[[ DATA SUPPLIED open ]]

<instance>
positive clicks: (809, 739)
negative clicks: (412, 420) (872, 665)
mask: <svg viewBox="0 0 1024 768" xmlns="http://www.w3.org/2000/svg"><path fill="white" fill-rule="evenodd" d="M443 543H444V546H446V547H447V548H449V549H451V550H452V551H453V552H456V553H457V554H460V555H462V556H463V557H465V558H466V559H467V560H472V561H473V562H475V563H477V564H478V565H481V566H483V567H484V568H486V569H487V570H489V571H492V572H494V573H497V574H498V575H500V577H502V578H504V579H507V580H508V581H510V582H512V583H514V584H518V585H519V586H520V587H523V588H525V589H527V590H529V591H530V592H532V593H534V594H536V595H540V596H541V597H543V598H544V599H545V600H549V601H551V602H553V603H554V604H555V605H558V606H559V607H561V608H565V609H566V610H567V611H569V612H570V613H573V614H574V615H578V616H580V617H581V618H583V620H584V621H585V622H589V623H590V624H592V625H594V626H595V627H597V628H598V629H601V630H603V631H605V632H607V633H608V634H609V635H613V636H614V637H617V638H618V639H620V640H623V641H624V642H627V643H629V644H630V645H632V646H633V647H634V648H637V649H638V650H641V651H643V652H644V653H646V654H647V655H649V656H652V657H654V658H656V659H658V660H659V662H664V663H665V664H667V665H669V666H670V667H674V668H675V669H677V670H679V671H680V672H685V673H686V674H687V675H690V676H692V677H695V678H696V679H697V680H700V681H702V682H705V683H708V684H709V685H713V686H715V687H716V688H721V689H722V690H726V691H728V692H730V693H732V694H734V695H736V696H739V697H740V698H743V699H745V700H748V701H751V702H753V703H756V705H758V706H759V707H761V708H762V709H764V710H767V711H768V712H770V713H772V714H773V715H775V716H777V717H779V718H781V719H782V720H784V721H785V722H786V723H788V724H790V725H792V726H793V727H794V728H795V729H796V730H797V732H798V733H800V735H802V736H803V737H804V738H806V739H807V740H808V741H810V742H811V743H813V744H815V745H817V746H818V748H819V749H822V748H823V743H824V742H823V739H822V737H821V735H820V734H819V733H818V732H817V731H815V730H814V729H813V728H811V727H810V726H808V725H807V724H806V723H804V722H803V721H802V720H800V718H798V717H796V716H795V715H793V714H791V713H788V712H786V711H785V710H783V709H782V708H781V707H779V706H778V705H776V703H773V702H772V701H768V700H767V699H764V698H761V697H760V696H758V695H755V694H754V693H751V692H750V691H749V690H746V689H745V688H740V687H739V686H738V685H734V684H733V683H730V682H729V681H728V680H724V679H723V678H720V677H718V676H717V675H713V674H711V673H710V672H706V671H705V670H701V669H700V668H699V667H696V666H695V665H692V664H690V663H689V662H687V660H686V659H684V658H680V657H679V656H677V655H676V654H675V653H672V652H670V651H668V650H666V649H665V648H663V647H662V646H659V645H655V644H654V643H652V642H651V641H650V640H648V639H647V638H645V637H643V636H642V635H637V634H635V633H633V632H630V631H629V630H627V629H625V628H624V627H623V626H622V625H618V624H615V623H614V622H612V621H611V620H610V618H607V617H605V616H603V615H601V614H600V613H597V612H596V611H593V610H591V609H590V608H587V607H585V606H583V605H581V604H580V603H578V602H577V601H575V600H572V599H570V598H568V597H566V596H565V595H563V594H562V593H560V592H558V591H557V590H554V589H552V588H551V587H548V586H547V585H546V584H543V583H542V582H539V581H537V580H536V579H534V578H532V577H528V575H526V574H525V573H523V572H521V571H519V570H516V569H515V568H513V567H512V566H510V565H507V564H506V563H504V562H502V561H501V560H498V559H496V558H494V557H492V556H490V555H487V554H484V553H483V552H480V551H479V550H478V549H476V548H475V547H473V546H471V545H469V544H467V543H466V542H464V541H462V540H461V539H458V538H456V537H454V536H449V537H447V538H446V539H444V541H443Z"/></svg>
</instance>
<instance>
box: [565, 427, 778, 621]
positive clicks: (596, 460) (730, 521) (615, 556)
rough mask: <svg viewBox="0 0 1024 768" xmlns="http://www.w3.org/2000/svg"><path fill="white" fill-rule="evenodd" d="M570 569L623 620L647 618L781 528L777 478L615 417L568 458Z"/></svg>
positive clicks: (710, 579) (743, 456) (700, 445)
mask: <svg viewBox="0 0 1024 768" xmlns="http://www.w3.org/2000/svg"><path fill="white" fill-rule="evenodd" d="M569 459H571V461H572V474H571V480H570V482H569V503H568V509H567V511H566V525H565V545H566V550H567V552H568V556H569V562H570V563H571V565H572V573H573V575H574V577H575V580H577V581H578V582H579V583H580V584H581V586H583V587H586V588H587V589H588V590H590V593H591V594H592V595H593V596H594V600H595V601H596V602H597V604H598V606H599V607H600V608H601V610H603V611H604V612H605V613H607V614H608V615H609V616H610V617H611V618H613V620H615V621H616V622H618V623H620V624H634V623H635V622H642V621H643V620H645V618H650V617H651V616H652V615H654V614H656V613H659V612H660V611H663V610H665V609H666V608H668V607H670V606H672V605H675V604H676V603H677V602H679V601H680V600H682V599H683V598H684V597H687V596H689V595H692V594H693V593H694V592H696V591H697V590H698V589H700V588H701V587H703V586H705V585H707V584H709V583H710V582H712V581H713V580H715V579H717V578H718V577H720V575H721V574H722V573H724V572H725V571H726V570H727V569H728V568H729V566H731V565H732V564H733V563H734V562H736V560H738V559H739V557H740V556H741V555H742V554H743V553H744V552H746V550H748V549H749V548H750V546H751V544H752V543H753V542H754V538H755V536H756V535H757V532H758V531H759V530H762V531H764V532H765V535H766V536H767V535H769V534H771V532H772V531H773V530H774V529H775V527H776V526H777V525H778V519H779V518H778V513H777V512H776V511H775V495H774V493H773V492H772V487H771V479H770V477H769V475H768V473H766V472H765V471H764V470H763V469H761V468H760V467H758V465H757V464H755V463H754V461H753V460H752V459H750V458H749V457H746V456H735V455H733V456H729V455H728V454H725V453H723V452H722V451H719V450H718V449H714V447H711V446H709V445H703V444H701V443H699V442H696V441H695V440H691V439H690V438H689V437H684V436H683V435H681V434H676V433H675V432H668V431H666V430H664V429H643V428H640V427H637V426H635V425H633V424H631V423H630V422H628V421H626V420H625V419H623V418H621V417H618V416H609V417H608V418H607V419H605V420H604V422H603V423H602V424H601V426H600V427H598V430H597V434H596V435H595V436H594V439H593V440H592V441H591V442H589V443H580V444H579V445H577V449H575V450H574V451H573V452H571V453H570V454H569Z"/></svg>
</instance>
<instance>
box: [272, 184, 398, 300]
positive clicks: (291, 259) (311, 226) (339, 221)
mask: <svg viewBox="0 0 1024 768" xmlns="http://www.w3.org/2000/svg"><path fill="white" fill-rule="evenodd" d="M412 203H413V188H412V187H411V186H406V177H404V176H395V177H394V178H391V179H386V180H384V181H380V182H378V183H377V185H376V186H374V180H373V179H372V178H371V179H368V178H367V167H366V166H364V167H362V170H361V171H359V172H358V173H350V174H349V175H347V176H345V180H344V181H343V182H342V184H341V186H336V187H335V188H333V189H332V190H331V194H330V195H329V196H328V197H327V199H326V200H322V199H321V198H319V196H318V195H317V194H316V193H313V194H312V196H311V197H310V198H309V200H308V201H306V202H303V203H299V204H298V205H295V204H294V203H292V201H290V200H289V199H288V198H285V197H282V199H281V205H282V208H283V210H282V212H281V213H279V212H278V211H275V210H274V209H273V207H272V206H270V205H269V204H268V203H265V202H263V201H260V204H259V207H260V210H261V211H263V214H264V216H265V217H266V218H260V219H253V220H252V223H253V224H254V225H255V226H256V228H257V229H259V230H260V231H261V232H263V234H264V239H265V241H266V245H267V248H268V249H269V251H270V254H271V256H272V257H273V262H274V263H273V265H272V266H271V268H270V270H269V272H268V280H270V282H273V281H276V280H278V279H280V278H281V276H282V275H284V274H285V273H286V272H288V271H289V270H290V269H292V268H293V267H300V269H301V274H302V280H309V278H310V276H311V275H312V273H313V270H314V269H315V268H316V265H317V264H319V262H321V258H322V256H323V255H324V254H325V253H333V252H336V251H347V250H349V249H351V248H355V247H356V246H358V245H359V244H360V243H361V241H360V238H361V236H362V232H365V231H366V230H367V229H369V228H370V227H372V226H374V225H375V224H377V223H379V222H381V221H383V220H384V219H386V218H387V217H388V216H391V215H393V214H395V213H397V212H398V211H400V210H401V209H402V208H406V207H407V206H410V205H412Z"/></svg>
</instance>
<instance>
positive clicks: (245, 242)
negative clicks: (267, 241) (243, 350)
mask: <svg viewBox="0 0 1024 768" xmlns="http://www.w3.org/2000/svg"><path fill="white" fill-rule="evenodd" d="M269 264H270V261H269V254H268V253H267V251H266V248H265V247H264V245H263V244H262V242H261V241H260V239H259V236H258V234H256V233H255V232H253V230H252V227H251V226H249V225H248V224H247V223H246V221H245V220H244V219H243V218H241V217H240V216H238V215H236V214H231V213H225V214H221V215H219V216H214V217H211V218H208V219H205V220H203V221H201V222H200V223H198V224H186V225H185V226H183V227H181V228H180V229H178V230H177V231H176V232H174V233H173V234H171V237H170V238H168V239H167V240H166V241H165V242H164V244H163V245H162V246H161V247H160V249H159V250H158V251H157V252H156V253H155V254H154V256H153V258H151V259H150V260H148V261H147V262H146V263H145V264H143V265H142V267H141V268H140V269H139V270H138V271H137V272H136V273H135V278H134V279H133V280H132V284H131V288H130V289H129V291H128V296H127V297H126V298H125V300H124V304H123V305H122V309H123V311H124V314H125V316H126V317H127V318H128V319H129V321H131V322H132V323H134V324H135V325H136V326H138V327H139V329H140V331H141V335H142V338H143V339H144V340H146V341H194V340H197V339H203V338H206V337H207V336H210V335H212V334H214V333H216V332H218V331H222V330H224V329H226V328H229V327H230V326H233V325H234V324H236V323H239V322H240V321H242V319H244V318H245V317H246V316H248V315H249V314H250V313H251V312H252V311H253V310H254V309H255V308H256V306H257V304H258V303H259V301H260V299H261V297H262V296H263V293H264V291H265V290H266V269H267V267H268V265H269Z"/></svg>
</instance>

[[ DATA SUPPLIED closed ]]
[[ DATA SUPPLIED open ]]

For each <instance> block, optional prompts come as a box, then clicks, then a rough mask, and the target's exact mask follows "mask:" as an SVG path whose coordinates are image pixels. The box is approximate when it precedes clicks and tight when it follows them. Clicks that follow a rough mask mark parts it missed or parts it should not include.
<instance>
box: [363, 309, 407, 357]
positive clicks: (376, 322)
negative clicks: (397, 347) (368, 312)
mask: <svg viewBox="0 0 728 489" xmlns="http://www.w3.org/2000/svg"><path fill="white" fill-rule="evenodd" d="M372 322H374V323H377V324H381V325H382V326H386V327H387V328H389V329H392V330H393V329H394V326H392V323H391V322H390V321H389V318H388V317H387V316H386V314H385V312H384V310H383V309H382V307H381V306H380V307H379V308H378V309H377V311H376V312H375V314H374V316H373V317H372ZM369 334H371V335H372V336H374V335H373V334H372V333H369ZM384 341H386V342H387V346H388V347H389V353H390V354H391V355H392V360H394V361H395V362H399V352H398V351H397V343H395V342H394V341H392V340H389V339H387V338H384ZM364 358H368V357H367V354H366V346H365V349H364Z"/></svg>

[[ DATA SUPPLIED closed ]]
[[ DATA SUPPLIED open ]]

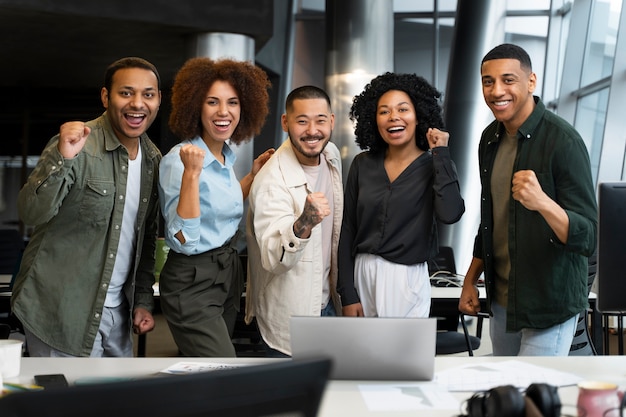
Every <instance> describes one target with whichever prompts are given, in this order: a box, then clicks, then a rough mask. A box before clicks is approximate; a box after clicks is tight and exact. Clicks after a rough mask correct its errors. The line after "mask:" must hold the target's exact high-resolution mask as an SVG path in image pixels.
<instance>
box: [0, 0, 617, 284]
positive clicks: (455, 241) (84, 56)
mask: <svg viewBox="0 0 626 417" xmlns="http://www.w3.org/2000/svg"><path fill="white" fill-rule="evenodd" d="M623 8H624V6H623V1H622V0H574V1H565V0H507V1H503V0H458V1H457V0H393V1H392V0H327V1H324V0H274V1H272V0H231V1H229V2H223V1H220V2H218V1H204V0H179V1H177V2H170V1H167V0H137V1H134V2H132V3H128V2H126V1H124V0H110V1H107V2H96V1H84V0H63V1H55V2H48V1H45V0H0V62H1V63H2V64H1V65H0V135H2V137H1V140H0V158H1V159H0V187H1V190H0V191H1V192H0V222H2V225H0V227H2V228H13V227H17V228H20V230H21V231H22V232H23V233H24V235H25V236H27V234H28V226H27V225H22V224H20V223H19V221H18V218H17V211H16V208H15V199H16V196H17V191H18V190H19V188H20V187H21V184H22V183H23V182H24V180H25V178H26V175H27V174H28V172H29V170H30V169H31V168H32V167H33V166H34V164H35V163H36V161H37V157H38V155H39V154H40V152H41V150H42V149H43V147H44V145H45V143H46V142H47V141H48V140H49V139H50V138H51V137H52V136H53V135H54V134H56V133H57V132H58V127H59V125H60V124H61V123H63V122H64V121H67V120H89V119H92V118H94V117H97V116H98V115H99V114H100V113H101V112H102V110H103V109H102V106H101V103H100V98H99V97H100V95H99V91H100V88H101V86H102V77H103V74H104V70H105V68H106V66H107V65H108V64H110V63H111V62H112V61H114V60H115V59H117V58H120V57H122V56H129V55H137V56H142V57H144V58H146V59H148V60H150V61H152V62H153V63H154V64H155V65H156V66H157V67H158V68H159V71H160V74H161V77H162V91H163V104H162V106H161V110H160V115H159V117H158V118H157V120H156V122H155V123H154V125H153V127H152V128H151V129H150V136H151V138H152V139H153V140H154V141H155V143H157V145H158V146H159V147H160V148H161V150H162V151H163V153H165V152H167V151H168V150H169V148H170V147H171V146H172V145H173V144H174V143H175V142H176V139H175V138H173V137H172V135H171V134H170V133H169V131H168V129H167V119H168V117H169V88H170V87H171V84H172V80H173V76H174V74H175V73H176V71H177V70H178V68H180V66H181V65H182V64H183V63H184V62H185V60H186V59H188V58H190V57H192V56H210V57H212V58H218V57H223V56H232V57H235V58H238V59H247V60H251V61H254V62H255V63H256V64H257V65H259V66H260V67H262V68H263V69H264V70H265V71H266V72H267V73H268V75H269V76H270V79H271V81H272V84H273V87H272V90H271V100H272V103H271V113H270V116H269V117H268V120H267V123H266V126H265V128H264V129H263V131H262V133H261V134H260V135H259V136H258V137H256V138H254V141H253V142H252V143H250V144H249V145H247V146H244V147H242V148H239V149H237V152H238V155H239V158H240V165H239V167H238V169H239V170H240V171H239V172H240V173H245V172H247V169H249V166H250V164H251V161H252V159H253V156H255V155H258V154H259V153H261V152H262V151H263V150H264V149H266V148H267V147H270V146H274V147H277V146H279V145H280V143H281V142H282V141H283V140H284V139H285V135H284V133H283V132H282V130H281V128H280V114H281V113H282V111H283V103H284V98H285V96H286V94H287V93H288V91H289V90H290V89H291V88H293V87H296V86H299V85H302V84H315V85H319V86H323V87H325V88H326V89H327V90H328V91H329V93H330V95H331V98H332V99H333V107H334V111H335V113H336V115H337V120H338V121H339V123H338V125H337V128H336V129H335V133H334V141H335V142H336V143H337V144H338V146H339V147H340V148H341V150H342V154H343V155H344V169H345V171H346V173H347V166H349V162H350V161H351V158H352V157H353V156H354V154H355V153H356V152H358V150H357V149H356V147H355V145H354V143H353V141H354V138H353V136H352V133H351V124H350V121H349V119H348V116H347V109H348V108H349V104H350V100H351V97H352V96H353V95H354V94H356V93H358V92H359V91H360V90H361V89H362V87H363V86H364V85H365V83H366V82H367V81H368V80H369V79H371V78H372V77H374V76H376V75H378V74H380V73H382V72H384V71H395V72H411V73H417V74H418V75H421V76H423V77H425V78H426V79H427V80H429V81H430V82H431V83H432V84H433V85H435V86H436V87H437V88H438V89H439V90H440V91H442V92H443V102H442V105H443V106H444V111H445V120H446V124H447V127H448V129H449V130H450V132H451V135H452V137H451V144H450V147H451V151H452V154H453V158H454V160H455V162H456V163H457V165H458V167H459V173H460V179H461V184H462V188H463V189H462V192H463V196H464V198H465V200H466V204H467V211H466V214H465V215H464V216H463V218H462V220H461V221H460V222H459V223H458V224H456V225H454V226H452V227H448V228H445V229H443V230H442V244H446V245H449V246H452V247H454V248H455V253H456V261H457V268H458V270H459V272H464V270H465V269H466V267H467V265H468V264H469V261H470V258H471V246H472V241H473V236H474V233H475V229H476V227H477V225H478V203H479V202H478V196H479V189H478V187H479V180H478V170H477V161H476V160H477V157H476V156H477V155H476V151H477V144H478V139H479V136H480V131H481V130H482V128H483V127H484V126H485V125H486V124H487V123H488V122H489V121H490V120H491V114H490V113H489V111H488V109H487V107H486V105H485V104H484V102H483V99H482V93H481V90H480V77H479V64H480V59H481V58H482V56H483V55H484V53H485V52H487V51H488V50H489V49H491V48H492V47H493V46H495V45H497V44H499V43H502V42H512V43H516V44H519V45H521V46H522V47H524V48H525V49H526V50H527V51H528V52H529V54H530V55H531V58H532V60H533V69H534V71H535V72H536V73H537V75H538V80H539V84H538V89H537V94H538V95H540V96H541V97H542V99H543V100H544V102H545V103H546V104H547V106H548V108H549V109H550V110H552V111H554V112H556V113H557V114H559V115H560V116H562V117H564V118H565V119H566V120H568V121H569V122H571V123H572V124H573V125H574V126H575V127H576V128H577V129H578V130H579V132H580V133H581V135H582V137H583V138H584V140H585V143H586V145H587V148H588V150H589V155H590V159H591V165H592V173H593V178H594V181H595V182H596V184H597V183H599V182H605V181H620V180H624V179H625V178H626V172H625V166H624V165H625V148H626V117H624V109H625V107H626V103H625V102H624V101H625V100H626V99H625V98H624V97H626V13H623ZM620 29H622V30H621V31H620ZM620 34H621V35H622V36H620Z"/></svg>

[[ DATA SUPPLIED closed ]]

_WORK TO BE COMPLETED_: Could you copy every line in the records that holds "tight"?

_FINISHED EXERCISE_:
For each <instance> block, optional prompts come as a box, then clicks, then a rough mask, and the target's exact mask follows "mask:" as an SVG path whose coordinates are image pixels. The box is approximate when it precedes clicks and tight when it follows them. Clicks that follow a rough mask mark parts it missed or parts it should not include.
Every <instance> describes one target with whichever prompts are given, in this order: a box, then clicks, then a rough mask. A box before clicks is approximate; a box after clicks is tight and exact. Clicks after a rough mask correct its errors. The line after "mask:" must hold the target's exact high-resolution mask as an SVG path in image pixels.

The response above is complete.